EXERCISE DESCRIPTION: Return every line of the material below as a JSON list of strings, one string per line, skipping blank lines and leaving out the pictures.

DATASET ROWS:
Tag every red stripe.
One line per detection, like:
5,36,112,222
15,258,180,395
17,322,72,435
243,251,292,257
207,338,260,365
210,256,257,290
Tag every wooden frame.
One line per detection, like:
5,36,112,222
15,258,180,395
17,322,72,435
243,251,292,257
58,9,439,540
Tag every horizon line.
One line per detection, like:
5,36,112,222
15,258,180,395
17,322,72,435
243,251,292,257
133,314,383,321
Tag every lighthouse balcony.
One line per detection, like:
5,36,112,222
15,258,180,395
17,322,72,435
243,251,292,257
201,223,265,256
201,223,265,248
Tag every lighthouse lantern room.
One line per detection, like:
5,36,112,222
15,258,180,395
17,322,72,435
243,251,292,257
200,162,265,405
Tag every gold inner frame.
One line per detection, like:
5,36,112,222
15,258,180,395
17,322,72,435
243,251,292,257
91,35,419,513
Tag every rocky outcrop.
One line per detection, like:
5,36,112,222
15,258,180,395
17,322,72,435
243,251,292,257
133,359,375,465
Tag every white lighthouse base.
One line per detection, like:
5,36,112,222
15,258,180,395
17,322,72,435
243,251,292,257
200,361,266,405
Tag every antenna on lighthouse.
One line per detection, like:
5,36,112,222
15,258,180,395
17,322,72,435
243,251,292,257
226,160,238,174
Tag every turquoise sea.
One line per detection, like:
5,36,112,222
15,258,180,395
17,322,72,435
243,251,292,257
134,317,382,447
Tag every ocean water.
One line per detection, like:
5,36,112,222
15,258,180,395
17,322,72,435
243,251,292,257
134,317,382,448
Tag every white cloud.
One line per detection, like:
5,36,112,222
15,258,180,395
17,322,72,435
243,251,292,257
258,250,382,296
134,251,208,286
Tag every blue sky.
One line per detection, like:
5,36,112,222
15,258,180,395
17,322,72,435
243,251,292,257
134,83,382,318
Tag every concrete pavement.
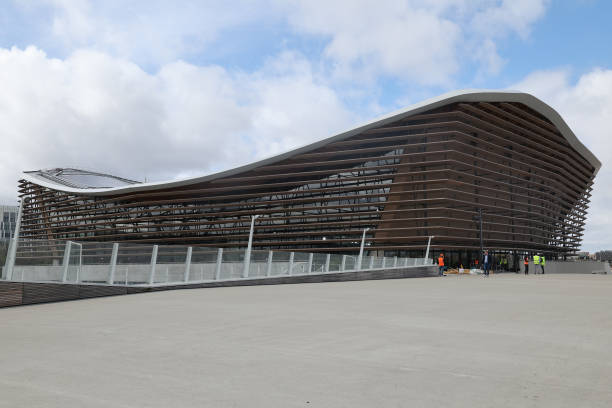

REPLY TO THE EXERCISE:
[
  "Tag every red stripe.",
  "One line per detection, like:",
  "5,36,112,222",
  "15,258,180,395",
  "17,322,72,435",
  "243,251,292,257",
  "207,338,260,365",
  "210,256,257,290",
  "Tag every wooden frame.",
  "One line per detection, like:",
  "5,36,112,222",
  "15,258,180,395",
  "17,322,72,435",
  "243,251,292,257",
  "58,9,439,540",
  "Tag every horizon line.",
  "One line per detection, like:",
  "5,36,112,222",
  "15,258,180,395",
  "17,322,72,435",
  "243,251,292,257",
  "133,314,383,321",
  "Tag every lighthouse balcony.",
  "One line per detection, like:",
  "5,36,112,222",
  "15,258,180,395",
  "17,322,72,435",
  "243,251,292,257",
  "201,223,265,256",
  "201,223,265,248",
  "Tag every lighthouse lantern room.",
  "One line per detection, like:",
  "5,36,112,222",
  "15,258,180,395",
  "17,322,72,435",
  "243,251,292,257",
  "200,162,265,405",
  "Tag every gold inner frame.",
  "One line per detection, like:",
  "5,36,112,222",
  "15,258,180,395",
  "17,322,72,435",
  "243,251,292,257",
  "91,35,419,513",
  "Tag every rocky outcrop.",
  "One line per detection, like:",
  "5,36,112,222",
  "15,258,180,395",
  "17,322,72,435",
  "243,251,292,257",
  "133,359,375,465",
  "Tag every white lighthouse base.",
  "One line per detection, like:",
  "5,36,112,222",
  "15,258,180,395",
  "17,322,72,435",
  "243,251,292,257",
  "200,361,266,405",
  "Tag every antenna on lighthouse.",
  "One line per detection, like:",
  "5,36,112,222",
  "15,258,180,395",
  "17,322,72,435",
  "243,251,292,257",
  "226,160,238,174",
  "Tag every turquoise sea.",
  "One line per detection, like:",
  "5,36,112,222",
  "15,258,180,395",
  "17,322,72,435",
  "243,251,292,257",
  "134,317,382,447",
  "Tag every ocean water.",
  "One line per detection, like:",
  "5,36,112,222",
  "15,258,180,395",
  "17,322,72,435",
  "243,251,292,257",
  "134,317,382,448",
  "Tag every white cloud.",
  "One line per detection, like:",
  "5,36,112,222",
  "15,258,180,395",
  "17,322,72,435",
  "243,251,292,257",
  "258,250,382,296",
  "134,251,208,286",
  "Tag every blue sky.",
  "One line per detection, like:",
  "5,36,112,222",
  "15,258,180,395",
  "17,322,72,435",
  "243,251,292,257",
  "134,83,382,318",
  "Tag every concrete pavement."
]